• _WORK TO DO_: The listing beneath should be written out in full, exactly as shown.

• _GIVEN ENTRIES_:
+---+

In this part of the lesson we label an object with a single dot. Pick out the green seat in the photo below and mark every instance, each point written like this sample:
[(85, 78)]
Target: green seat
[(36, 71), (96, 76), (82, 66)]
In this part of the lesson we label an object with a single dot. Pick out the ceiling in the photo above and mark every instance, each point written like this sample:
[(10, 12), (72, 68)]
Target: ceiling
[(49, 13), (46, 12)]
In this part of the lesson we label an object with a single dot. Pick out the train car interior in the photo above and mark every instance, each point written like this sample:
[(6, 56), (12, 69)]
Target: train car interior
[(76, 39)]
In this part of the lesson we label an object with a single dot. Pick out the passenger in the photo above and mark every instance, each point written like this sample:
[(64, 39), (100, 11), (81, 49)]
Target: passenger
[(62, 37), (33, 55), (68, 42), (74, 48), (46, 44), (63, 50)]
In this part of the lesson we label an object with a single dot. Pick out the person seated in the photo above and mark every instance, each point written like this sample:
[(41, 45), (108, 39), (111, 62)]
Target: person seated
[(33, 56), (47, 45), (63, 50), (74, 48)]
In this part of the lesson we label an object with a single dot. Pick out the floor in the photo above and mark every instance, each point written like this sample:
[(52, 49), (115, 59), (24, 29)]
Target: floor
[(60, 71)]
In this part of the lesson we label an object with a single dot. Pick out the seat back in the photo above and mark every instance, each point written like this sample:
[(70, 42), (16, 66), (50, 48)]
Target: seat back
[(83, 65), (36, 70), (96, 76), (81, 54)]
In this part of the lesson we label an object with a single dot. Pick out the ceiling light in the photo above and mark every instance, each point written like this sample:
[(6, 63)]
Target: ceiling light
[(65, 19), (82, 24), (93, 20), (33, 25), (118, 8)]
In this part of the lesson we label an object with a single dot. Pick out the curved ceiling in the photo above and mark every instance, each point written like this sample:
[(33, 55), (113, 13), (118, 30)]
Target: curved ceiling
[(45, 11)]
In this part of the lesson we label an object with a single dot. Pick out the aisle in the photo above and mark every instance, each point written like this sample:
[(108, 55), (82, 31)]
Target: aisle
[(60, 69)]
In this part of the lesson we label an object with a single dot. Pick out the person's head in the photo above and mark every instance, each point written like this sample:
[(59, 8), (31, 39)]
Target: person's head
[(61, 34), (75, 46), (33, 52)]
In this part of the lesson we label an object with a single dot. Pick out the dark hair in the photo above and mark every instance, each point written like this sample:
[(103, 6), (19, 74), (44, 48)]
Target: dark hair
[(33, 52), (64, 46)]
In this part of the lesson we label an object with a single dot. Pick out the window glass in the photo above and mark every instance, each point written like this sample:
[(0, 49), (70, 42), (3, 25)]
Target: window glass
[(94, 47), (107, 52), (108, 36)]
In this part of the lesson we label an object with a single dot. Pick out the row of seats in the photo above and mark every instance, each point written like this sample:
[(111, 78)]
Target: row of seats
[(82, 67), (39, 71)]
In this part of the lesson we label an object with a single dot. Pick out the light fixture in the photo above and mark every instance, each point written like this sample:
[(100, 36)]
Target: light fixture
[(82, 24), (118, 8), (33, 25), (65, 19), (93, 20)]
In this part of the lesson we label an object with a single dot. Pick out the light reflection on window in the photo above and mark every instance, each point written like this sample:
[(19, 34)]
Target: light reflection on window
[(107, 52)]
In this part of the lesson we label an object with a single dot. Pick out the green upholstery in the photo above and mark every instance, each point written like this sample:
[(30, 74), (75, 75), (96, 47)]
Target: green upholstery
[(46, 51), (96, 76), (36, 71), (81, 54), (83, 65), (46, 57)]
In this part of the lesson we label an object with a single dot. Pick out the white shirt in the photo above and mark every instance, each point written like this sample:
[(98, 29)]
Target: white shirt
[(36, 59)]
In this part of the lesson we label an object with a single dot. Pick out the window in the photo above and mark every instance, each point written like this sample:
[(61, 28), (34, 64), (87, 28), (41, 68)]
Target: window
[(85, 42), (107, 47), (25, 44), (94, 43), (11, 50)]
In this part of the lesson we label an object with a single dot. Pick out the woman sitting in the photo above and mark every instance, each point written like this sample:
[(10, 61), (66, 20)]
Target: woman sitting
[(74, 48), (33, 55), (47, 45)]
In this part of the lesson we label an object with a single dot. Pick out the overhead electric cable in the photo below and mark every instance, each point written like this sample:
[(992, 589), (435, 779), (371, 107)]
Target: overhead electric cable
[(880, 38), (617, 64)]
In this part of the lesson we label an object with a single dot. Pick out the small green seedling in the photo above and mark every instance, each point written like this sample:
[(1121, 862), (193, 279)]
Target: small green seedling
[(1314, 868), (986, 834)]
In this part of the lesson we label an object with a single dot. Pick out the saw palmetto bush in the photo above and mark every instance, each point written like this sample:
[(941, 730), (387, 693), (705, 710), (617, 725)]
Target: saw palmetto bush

+---+

• _FULL RESPONSE_:
In this part of the lesson we label an object with a single dot. Pick out the green seat in the photo below and mark every instance, each point written like this sample:
[(85, 78)]
Target: green seat
[(36, 71), (96, 76), (82, 66)]
In this part of the lesson we label an object with a single dot. Pick out the ceiling in the photo above and mark every instance, each point written like this sample:
[(10, 12), (72, 68)]
Target: ceiling
[(49, 13), (46, 12)]
In this part of the lesson we label an object with a single dot. Pick out the train car interior in the photo above and mark every instance, each point written like this sample:
[(6, 56), (12, 69)]
Target: train car interior
[(76, 39)]
In this part of the lesson we label an object with a single dot. Pick out the passenger in the photo above and mark every instance, each point written like this sample:
[(64, 39), (100, 11), (81, 49)]
Target: passenger
[(62, 37), (33, 55), (68, 42), (74, 48), (46, 44), (63, 50)]
In this part of the lesson we label an object with a single dot. Pick out the person seated in the photo above and mark every instance, each point written like this sample:
[(41, 45), (108, 39), (111, 62)]
Target: person seated
[(33, 56), (47, 45), (63, 50), (74, 48)]
In this part of the lesson we label an object with a single dot. Pick out the floor in the photo above and mark every instance, each point written like this sample:
[(52, 49), (115, 59), (24, 29)]
Target: floor
[(60, 71)]
In this part of the lesson we label an object with a single dot. Pick out the seat back in the photo above and mark every instance, each point written like this sample:
[(70, 42), (16, 66), (50, 48)]
Target: seat back
[(83, 65), (36, 70), (96, 76), (81, 54)]
In this part of the lesson we label an object with a single dot. Pick out the ceiling light in the photo above and mark every instance, each point written like this sample:
[(6, 63)]
Target: ceiling light
[(65, 19), (82, 24), (93, 20), (33, 25), (118, 8)]
In this part of the lesson we label an object with a single dot. Pick out the curved ceiling in the photo above and mark every instance, each point written like this sample:
[(33, 55), (113, 13), (118, 30)]
Target: curved ceiling
[(45, 11)]
In this part of the lesson we label an object with a single dot. Pick out the aisle in the photo above and mark every instance, each point written like this sample:
[(108, 55), (82, 31)]
Target: aisle
[(60, 69)]
In this part of the lesson we label an object with a single dot. Pick out the person's head in the photo above and mark every instance, each point written like this sample:
[(59, 8), (31, 39)]
Target: person's head
[(61, 34), (75, 46), (33, 52)]
In this part of the lesson we label an object with a single dot. Pick out the dark hair in the photo above and mark every instance, each point written like this sample:
[(103, 6), (19, 74), (44, 48)]
Target: dark hair
[(33, 52), (64, 46)]
In this part of the lesson we label an object with a single dot. Pick out the window glass in the photo above and mark every instance, each point written like this sample:
[(0, 49), (70, 42), (3, 25)]
Target: window glass
[(94, 47), (107, 52), (108, 36)]
In this part of the lesson we label an object with a single dot. Pick out the row of seats in the photo above and mark every instance, each point written like this sample:
[(111, 78)]
Target: row of seats
[(82, 67), (39, 71)]
In this part of the lesson we label an object with a single dot. Pick out the light fixture in the photo above and mark every instance, each point written like this sample:
[(100, 36)]
Target: light fixture
[(82, 24), (118, 8), (33, 25), (65, 19), (93, 20)]
In this part of the lesson we label an object with a single dot. Pick out the light reflection on window in the photo above and mark every instance, each point written like this sample:
[(19, 34)]
Target: light reflection on window
[(107, 52)]
In this part of the lesson we label an object with a single dot. Pick out the green upholstery in the photo above and mark every instance, each point written like this sample:
[(30, 74), (75, 75), (96, 47)]
Target: green upholstery
[(46, 51), (96, 76), (36, 71), (81, 54), (83, 65), (46, 57)]
In this part of the lesson we label an object with a single dot. Pick out the white shirt in the photo above and mark every instance, each point written like this sample:
[(98, 29)]
Target: white shirt
[(36, 59)]
In this part of the lesson we label an object with a single dot. Pick out the window in the photo above and mark every instance, each point written like this sample:
[(61, 28), (34, 64), (87, 28), (41, 68)]
Target: window
[(85, 42), (107, 47), (25, 44), (94, 43), (11, 50)]
In this part of the lesson we label an object with a single dot. Pick out the woman sitting in the photo above and mark every instance, each point written like this sample:
[(10, 61), (66, 20)]
Target: woman sitting
[(74, 48), (33, 55), (47, 45)]
In this part of the lesson we label an object with a single dot. Pick out the overhead electric cable in the photo below and mark every instance, each point written like this sample:
[(992, 589), (435, 779), (371, 107)]
Target: overhead electric cable
[(880, 38), (617, 64)]
In this part of the lesson we label an object with a single dot. Pick out the small green seedling in the photo above and mark every instance, each point written like this sample:
[(1121, 862), (193, 279)]
Target: small green seedling
[(1314, 868), (986, 834)]
In this part of the lesson we label an object with a single dot. Pick out the saw palmetto bush in the photo above and mark every instance, each point written like this sample:
[(941, 730), (387, 693), (705, 710), (617, 725)]
Target: saw palmetto bush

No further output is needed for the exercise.